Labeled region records
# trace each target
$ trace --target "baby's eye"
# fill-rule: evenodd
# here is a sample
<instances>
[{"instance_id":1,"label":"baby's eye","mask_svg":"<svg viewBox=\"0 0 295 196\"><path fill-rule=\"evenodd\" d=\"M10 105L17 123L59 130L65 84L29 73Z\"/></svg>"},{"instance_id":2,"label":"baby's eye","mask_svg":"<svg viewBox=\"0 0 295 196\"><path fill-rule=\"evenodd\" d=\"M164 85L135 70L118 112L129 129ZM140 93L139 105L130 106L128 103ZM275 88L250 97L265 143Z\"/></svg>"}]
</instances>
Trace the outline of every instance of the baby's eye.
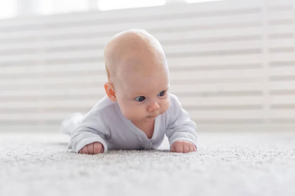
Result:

Job
Please output the whole listing above line for line, leaving out the pictures.

Output of the task
# trace each target
$ trace --target "baby's eye"
# fill-rule: evenodd
# here is a sample
<instances>
[{"instance_id":1,"label":"baby's eye","mask_svg":"<svg viewBox=\"0 0 295 196\"><path fill-rule=\"evenodd\" d=\"M10 105L17 123L59 130L65 84L29 73Z\"/></svg>"},{"instance_id":2,"label":"baby's eye","mask_svg":"<svg viewBox=\"0 0 295 196\"><path fill-rule=\"evenodd\" d=\"M164 85L135 70L118 112L129 129ZM140 93L139 105L130 106L128 103ZM275 88L250 97L265 143Z\"/></svg>"}]
</instances>
Trace the outline of every instance of the baby's eye.
Result:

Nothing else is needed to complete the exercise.